[begin RECORDED DATA]
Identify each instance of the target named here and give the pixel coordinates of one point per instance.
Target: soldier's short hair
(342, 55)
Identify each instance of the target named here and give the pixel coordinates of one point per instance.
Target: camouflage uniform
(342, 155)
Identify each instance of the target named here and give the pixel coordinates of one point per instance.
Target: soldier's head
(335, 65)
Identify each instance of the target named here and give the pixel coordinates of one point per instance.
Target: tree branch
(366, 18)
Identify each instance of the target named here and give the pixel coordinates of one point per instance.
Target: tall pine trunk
[end RECORDED DATA]
• _WRITTEN TASK_:
Write out all of the records above again, requests included. Multiply every coordinate in the answers by 1.5 and round each result to a whole number, rounding halves up.

• _RESULT FOR THIS EXERCISE_:
Identify each instance of the target named here and give the pixel coordinates of one point per instance.
Target: soldier's short hair
(513, 83)
Identify each instance of the target named here and give the pixel coordinates of one point per instance.
Target: camouflage uniform
(513, 233)
Identify each instance of the target named here and give the pixel coordinates of one point per instance.
Target: soldier's head
(503, 98)
Identify each instance of the target named here and give the pixel coordinates of one point per instance.
Target: tree branch
(549, 27)
Identify each instance of the target named here and give the pixel coordinates of one point per instance.
Target: tall pine trunk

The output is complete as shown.